## [EXTRAIT DU DOCUMENT]

Depuis Zurich, Wagner le musicien et compositeur, théorise. Ses aspirations à faire émerger de la création artistique un nouveau genre musical et dramatique (le drame musical, l’œuvre d’art totale – ou Gesamtkunstwerk – que, sans hésiter, il nomme également «Œuvre d’art de l’avenir» et dont il se veut le chantre) sont tour à tour définies, codifiées, «réglées» par le biais d’ouvrages théoriques que notre dramaturge visionnaire couche sur le papier. Et, bien après de longues années de mûrissement et de gestation, les premières de ces œuvres d’un nouveau genre s’expriment enfin par le biais de la composition: Tristan et Isolde, et, en parallèle, le projet fantastique de l’épopée lyrique que deviendra L’anneau du Nibelung (la Tétralogie).

## [CONSIGNE 1]
Reformulez sous forme de liste à puces le paragraphe de l'extrait sur Wagner qui commence par «Depuis Zurich», en conservant ses faits essentiels.
## [CONSIGNE 2]
Relevez toutes les appellations que l'extrait sur Wagner donne au nouveau genre musical et dramatique qu'il veut faire émerger.
## [CONSIGNE 3]
Rédigez la suite du texte sur Wagner et le drame musical, à partir de sa dernière phrase.

## [ITEMS FOURNIS]

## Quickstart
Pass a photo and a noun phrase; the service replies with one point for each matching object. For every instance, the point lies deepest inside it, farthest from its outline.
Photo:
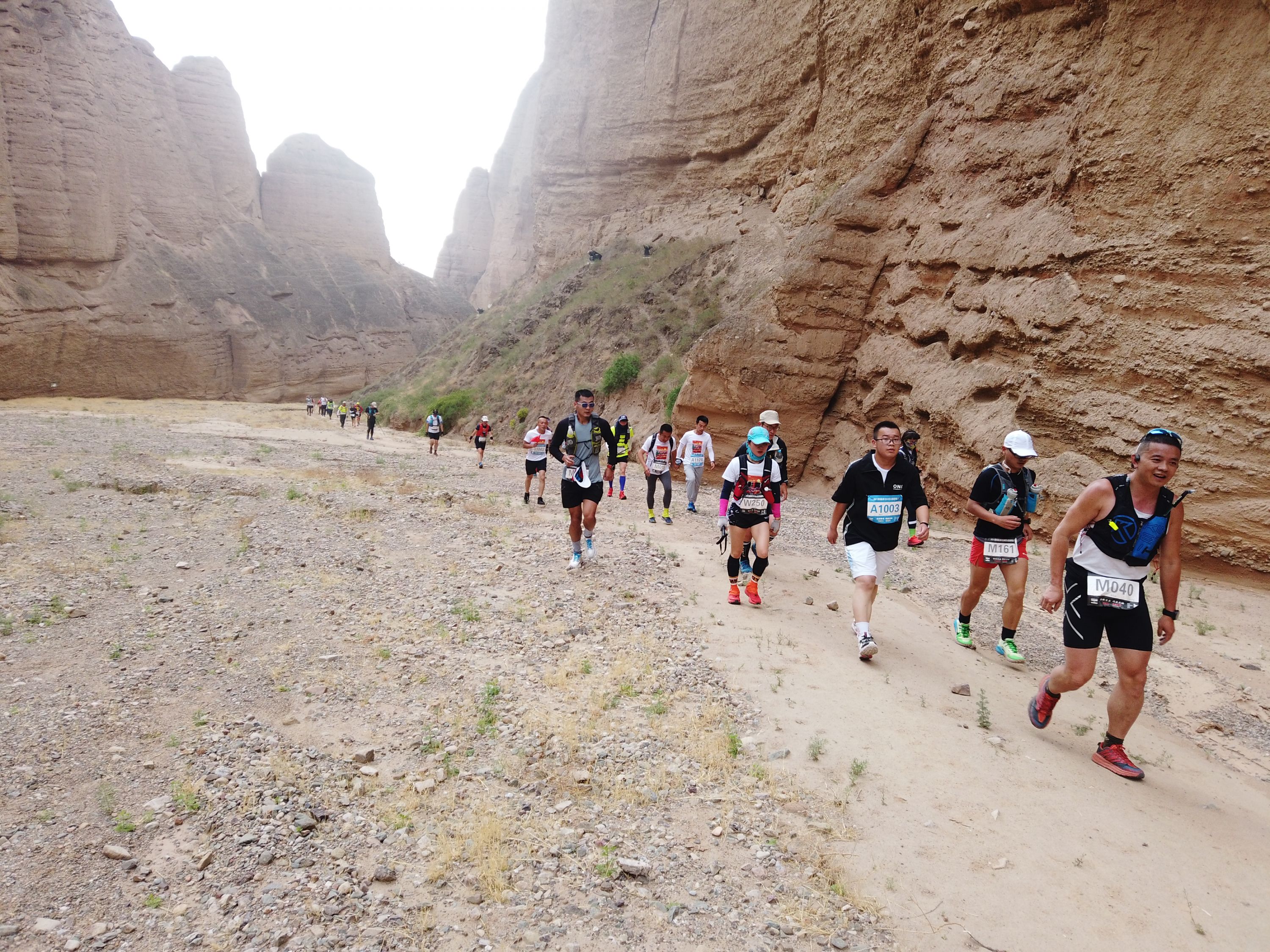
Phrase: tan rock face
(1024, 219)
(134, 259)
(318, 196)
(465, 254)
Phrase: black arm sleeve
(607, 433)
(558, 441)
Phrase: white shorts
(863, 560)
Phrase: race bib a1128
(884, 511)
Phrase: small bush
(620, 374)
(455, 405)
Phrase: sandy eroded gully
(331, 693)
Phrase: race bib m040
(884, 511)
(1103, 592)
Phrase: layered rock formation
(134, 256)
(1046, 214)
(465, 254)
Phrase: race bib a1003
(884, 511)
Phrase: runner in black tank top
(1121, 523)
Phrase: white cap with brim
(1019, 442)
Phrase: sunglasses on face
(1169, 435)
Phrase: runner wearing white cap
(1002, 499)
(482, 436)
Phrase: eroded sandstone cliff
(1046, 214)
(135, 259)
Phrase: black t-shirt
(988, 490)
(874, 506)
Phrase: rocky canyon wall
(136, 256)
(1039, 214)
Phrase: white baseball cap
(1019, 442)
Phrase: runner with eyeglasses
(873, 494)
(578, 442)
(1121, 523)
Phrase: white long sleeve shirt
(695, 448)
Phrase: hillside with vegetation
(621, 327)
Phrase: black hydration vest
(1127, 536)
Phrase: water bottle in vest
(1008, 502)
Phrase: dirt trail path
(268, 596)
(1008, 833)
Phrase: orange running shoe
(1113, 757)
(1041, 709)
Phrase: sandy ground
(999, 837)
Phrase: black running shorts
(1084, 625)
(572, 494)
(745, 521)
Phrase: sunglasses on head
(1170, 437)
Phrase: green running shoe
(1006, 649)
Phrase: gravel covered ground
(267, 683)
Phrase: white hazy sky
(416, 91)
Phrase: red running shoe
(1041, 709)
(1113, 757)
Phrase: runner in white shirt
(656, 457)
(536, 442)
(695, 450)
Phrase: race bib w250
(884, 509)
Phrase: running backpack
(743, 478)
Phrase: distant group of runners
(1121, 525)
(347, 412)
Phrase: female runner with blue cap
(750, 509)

## [RÉPONSE ATTENDUE 1]
- À Zurich, Wagner, musicien et compositeur, théorise.
- Il veut faire émerger de la création artistique un nouveau genre musical et dramatique : le drame musical, ou œuvre d'art totale (Gesamtkunstwerk), qu'il nomme aussi «Œuvre d'art de l'avenir».
- Il définit et codifie ce genre dans des ouvrages théoriques.
- Après de longues années de mûrissement, ce genre trouve son expression dans la composition : Tristan et Isolde et, en parallèle, le projet de L'anneau du Nibelung (la Tétralogie).

## [RÉPONSE ATTENDUE 2]
- le drame musical
- l'œuvre d'art totale
- Gesamtkunstwerk
- «Œuvre d'art de l'avenir»

## [RÉPONSE ATTENDUE 3]
Naturellement, le style, tant musical que poétique – car Wagner revendique toujours inlassablement l’absolu nécessité d’être l’auteur du livret de ses drames musicaux au même titre que de la partition – évolue. Tel un alchimiste dans son laboratoire, Wagner, à sa table de composition, s’essaie à de nouvelles trouvailles musicales promptes à gagner le cœur du spectateur. Il explore des pistes nouvelles et inédites, poussant parfois son travail de composition aux frontières de l’entendement humain. Un nouveau genre lyrique naît. Mais Wagner souffre encore du manque de reconnaissance du grand public (une sorte de «complexe» – d’ailleurs bien légitime lorsque l’on s’inscrit comme novateur dans l’art et que l’on se frotte constamment aux réticences d’une critique trop ancrée dans ses traditions – qui ne le quittera d’ailleurs jamais toute sa vie durant).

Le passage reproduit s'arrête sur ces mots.